*** SOURCE MATERIAL Section Begins ***

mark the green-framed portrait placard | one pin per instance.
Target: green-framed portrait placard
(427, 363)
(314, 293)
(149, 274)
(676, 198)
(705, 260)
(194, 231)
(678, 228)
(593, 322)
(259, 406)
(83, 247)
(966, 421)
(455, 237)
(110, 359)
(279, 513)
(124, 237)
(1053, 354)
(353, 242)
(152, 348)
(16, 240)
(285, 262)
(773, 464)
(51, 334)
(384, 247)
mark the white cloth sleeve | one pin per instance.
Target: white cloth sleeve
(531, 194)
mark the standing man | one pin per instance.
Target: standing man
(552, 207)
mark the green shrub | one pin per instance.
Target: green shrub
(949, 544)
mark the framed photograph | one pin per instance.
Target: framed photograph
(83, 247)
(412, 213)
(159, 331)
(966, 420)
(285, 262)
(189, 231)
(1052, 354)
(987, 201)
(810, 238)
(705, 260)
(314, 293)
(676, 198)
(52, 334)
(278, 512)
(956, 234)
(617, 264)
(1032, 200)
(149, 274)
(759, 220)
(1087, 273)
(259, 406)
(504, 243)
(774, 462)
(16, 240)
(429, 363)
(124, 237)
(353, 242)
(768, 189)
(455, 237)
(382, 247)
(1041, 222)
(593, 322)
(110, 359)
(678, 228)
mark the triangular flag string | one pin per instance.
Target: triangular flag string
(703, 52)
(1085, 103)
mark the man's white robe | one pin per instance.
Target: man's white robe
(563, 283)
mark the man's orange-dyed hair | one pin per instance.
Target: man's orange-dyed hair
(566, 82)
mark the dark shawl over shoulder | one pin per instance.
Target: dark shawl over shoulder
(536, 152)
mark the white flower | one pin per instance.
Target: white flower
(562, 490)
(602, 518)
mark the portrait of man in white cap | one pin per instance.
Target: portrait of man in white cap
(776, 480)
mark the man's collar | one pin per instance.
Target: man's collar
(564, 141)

*** SOURCE MATERIAL Section Ends ***

## WHAT IS EXPECTED
Output an exact copy of the lines beginning at the one that holds "Target: dark shawl over shoulder" and running through the final line of the records.

## COMPLETED TASK
Target: dark shawl over shoulder
(536, 152)
mark the white flower | one pin per instance.
Target: white flower
(562, 490)
(602, 518)
mark the portrait of man in white cap | one pin per instance.
Target: portrait of man in white cap
(776, 480)
mark the man's collar | one pin per instance.
Target: man's collar
(564, 141)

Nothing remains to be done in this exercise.